Separating two interleaved arrays into continuous sequences

Solution 1:

I'm sure there are many adjustments to be made to improve performance, but here's my guess, based on second derivative thresholding:

# first derivative
deriv = np.diff(fun_c)
# second derivative
deriv2 = np.diff(deriv)
# adjust threshold to detect discontinuities
switch_points = deriv2 > 0.0002
# indices of points of intersection
touch_index = np.where(switch_points == True)[0]
# adjustment to prevent false positives
# (sometimes contigous samples like 127,128 are both detected)
duplicate_index = np.where(np.diff(touch_index) == 1)[0]
touch_index = np.delete(touch_index, duplicate_index)

-*-

Actions to take
• 1. In the solution above for separating interleaved arrays, what threshold does the second derivative have to exceed to count as a discontinuity?
• 2. Summarize the solution above for separating interleaved arrays in two sentences.
• 3. Proceed with the solution above for separating interleaved arrays, starting right after its last line of code.

Available data
-*-

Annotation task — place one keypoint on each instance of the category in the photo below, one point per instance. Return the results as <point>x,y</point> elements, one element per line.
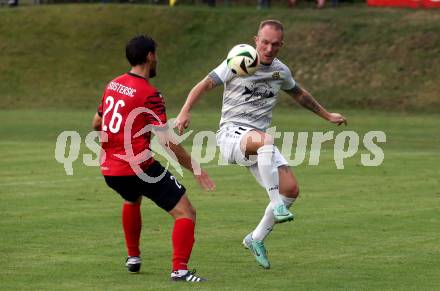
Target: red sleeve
<point>155,103</point>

-*-

Responses to the tasks
• 1. 0.0002

• 2. The proposed approach detects the points where the two sequences intersect by thresholding the second derivative of the data, which is computed with two successive calls to np.diff. It then takes the indices of those points and deletes one of any pair of neighboring indices, so that contiguous samples such as 127 and 128 are not both counted.

• 3.
# begin and ending points of sections to swap
begins = touch_index[::2]
ends = touch_index[1::2]

from itertools import zip_longest

# swap values in selected sections
tmp = fun_c.copy() # need a tmp array to swap
for begin, end in zip_longest(begins, ends, fillvalue=len(fun_c)):
    tmp[begin:end] = fun_d[begin:end]

# complete swapping, correcting fun_d
# on the indices we changed before
swapped = tmp != fun_c
fun_d[swapped] = fun_c[swapped]
fun_c = tmp

plt.plot(xs, fun_c)
plt.plot(xs, fun_d)

separated sin functions

I found it quite dependant on the sampling_rate (might fail if it is too low).

Edit: If it wasn't for the

touch_index = np.delete(touch_index, duplicate_index)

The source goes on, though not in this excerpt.